• **TO DO**
Give back the entire listing exactly as it was provided.

--

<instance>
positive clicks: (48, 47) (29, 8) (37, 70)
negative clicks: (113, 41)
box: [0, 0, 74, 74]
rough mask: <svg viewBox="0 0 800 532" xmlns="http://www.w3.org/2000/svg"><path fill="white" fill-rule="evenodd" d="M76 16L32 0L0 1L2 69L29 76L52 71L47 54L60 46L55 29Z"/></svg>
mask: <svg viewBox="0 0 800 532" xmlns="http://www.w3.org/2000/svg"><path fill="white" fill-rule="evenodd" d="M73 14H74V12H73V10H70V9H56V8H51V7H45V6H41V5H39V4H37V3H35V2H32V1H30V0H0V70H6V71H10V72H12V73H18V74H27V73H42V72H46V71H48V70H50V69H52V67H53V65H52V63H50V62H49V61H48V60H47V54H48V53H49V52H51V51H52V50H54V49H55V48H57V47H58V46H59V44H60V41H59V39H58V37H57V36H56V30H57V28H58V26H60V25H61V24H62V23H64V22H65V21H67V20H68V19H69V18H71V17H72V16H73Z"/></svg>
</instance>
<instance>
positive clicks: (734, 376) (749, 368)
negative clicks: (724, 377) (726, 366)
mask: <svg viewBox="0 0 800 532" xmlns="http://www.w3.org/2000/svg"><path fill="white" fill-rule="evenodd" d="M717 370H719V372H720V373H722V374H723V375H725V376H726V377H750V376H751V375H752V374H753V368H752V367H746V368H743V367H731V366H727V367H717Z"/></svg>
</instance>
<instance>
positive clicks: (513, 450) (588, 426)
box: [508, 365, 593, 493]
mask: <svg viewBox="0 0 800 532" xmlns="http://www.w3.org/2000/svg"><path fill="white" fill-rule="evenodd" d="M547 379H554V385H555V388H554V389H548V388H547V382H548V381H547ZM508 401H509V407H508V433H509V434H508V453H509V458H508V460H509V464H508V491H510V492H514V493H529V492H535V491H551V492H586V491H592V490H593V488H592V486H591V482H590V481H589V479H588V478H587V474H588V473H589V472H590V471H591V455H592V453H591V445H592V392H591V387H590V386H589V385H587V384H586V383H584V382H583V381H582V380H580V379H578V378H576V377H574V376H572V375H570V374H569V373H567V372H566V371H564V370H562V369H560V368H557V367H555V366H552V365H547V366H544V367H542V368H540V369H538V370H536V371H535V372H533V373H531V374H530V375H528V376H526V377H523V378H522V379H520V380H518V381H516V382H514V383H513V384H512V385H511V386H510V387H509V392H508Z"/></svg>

--

• **TASK OUTPUT**
<instance>
positive clicks: (48, 47) (29, 8) (37, 70)
negative clicks: (113, 41)
box: [0, 0, 74, 74]
rough mask: <svg viewBox="0 0 800 532" xmlns="http://www.w3.org/2000/svg"><path fill="white" fill-rule="evenodd" d="M76 16L32 0L0 1L2 69L29 76L52 71L47 54L60 46L55 29Z"/></svg>
mask: <svg viewBox="0 0 800 532" xmlns="http://www.w3.org/2000/svg"><path fill="white" fill-rule="evenodd" d="M73 14H74V12H73V10H70V9H56V8H51V7H45V6H41V5H39V4H37V3H35V2H32V1H30V0H0V70H6V71H10V72H12V73H18V74H27V73H42V72H46V71H48V70H50V69H52V67H53V65H52V63H50V62H49V61H48V60H47V54H48V53H49V52H51V51H52V50H54V49H55V48H57V47H58V46H59V44H60V41H59V39H58V37H57V36H56V30H57V28H58V26H60V25H61V24H62V23H64V22H65V21H67V20H68V19H69V18H71V17H72V16H73Z"/></svg>
</instance>
<instance>
positive clicks: (734, 376) (749, 368)
negative clicks: (724, 377) (726, 366)
mask: <svg viewBox="0 0 800 532" xmlns="http://www.w3.org/2000/svg"><path fill="white" fill-rule="evenodd" d="M717 370H719V372H720V373H722V374H723V375H725V376H726V377H750V376H751V375H752V374H753V368H752V367H746V368H743V367H731V366H727V367H717Z"/></svg>
</instance>
<instance>
positive clicks: (513, 450) (588, 426)
box: [508, 365, 593, 493]
mask: <svg viewBox="0 0 800 532" xmlns="http://www.w3.org/2000/svg"><path fill="white" fill-rule="evenodd" d="M547 379H554V385H555V388H554V389H548V388H547V382H548V381H547ZM508 401H509V407H508V433H509V434H508V453H509V458H508V460H509V464H508V491H510V492H514V493H529V492H535V491H551V492H586V491H592V490H593V488H592V486H591V482H590V481H589V479H588V478H587V474H588V473H589V472H590V471H591V455H592V453H591V445H592V392H591V387H590V386H589V385H587V384H586V383H584V382H583V381H582V380H580V379H578V378H576V377H574V376H572V375H570V374H569V373H567V372H566V371H564V370H562V369H560V368H557V367H555V366H552V365H547V366H544V367H542V368H540V369H538V370H536V371H535V372H533V373H531V374H530V375H528V376H526V377H523V378H522V379H520V380H518V381H516V382H514V383H513V384H512V385H511V386H510V387H509V392H508Z"/></svg>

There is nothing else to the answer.